CorrDetail: Visual Detail Enhanced Self-Correction for Face Forgery Detection

Authors: Binjia Zhou, Hengrui Lou, Lizhe Chen, Haoyuan Li, Dawei Luo, Shuai Chen, Jie Lei, Zunlei Feng, Yijun Bei

Published: 2025-07-07 06:29:57+00:00

AI Summary

CorrDetail, a visual detail enhanced self-correction framework, improves face forgery detection by rectifying authentic forgery details using error-guided questioning and incorporating a visual fine-grained detail enhancement module. This approach achieves state-of-the-art performance and provides accurate identification of forged details.

Abstract

With the swift progression of image generation technology, the widespread emergence of facial deepfakes poses significant challenges to the field of security, thus amplifying the urgent need for effective deepfake detection.Existing techniques for face forgery detection can broadly be categorized into two primary groups: visual-based methods and multimodal approaches. The former often lacks clear explanations for forgery details, while the latter, which merges visual and linguistic modalities, is more prone to the issue of hallucinations.To address these shortcomings, we introduce a visual detail enhanced self-correction framework, designated CorrDetail, for interpretable face forgery detection. CorrDetail is meticulously designed to rectify authentic forgery details when provided with error-guided questioning, with the aim of fostering the ability to uncover forgery details rather than yielding hallucinated responses. Additionally, to bolster the reliability of its findings, a visual fine-grained detail enhancement module is incorporated, supplying CorrDetail with more precise visual forgery details. Ultimately, a fusion decision strategy is devised to further augment the model's discriminative capacity in handling extreme samples, through the integration of visual information compensation and model bias reduction.Experimental results demonstrate that CorrDetail not only achieves state-of-the-art performance compared to the latest methodologies but also excels in accurately identifying forged details, all while exhibiting robust generalization capabilities.


Key findings
CorrDetail achieves state-of-the-art performance on several benchmark datasets, exceeding existing methods in accuracy and generalization. The method effectively identifies forged details and shows robustness against various forgery techniques. Ablation studies confirm the effectiveness of each module in the proposed framework.
Approach
CorrDetail uses a self-correction visual question answering (SCVQA) strategy to train a visual language model (VLM). It incorporates a cross-model forgery detail enhancement module to provide precise visual cues and a fusion decision strategy to improve handling of extreme samples.
Datasets
FF++, CelebDF, WildDeepfake (WDF), DeepForensics-1.0 (DFR), DeepFaceGen, and a new SCVQA dataset created by the authors based on FF++
Model(s)
LLaVA-1.5-7B (a VLM), Vision Transformer (ViT), CLIP
Author countries
China

## About this task
From the CorrDetail paper page, copy the passage between "CorrDetail, a visual" and "of forged details.", inclusive, swapping "error-guided questioning" for "error-driven questioning".

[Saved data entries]
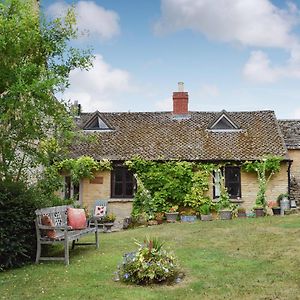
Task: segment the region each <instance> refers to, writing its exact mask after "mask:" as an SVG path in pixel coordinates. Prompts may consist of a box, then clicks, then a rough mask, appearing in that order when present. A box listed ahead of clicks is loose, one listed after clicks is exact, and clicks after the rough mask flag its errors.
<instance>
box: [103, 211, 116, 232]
mask: <svg viewBox="0 0 300 300" xmlns="http://www.w3.org/2000/svg"><path fill="white" fill-rule="evenodd" d="M115 220H116V215H115V214H113V213H110V214H107V215H106V216H104V217H103V226H104V232H111V228H112V227H113V226H114V222H115Z"/></svg>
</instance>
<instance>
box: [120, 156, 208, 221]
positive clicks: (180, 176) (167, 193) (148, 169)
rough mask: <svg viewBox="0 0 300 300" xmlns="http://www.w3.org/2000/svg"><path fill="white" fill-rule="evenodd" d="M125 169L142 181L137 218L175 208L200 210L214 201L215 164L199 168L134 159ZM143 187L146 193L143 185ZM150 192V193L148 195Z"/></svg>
mask: <svg viewBox="0 0 300 300" xmlns="http://www.w3.org/2000/svg"><path fill="white" fill-rule="evenodd" d="M125 165H126V166H127V167H128V168H129V169H130V170H132V171H133V172H134V173H135V174H136V176H137V178H138V190H137V193H136V194H135V202H134V205H133V207H134V214H138V213H146V214H148V215H149V216H151V215H154V213H156V212H165V211H168V210H169V208H170V207H171V206H173V205H179V206H189V207H192V208H196V209H198V208H199V207H200V206H201V204H202V202H203V203H204V202H207V201H211V200H210V199H209V198H208V197H207V195H206V193H207V191H208V189H209V178H210V172H212V170H213V165H212V164H197V163H192V162H187V161H167V162H154V161H149V160H144V159H142V158H140V157H134V158H133V159H132V160H129V161H126V162H125ZM141 183H142V190H140V188H139V184H141ZM145 191H147V192H145Z"/></svg>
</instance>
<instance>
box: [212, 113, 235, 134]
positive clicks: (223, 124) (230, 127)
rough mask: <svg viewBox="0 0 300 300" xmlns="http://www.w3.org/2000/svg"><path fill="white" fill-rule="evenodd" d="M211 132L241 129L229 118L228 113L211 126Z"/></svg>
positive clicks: (219, 117) (221, 117)
mask: <svg viewBox="0 0 300 300" xmlns="http://www.w3.org/2000/svg"><path fill="white" fill-rule="evenodd" d="M209 130H213V131H231V130H239V127H238V126H237V125H236V124H235V123H234V122H233V121H232V120H231V119H230V118H229V116H227V114H226V112H225V111H223V112H222V114H221V115H220V116H219V117H218V118H217V119H216V120H215V121H214V122H213V123H212V125H211V126H209Z"/></svg>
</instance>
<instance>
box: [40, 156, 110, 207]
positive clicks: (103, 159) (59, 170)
mask: <svg viewBox="0 0 300 300" xmlns="http://www.w3.org/2000/svg"><path fill="white" fill-rule="evenodd" d="M111 169H112V164H111V162H110V161H109V160H107V159H103V160H101V161H96V160H94V159H93V158H92V157H89V156H81V157H79V158H77V159H73V158H71V159H65V160H62V161H60V162H55V163H53V164H52V165H51V166H49V167H47V168H45V170H44V172H43V175H42V178H41V179H40V180H39V182H38V188H39V189H40V190H41V194H42V195H43V196H45V197H47V198H48V199H49V201H51V202H54V203H55V204H60V202H61V199H60V198H59V197H58V196H56V195H55V192H57V191H59V190H60V189H61V188H62V186H63V177H62V174H63V173H65V174H68V175H70V176H71V179H72V181H73V182H74V183H79V181H80V179H82V178H90V179H93V178H94V174H95V172H98V171H109V170H111Z"/></svg>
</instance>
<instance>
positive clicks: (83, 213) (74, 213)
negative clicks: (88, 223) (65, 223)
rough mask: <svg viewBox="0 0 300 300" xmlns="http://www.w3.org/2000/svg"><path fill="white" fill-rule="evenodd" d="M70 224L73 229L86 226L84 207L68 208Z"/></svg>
mask: <svg viewBox="0 0 300 300" xmlns="http://www.w3.org/2000/svg"><path fill="white" fill-rule="evenodd" d="M68 225H69V226H71V227H72V229H84V228H86V216H85V211H84V209H83V208H71V207H69V208H68Z"/></svg>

## Task output
CorrDetail, a visual detail enhanced self-correction framework, improves face forgery detection by rectifying authentic forgery details using error-driven questioning and incorporating a visual fine-grained detail enhancement module. This approach achieves state-of-the-art performance and provides accurate identification of forged details.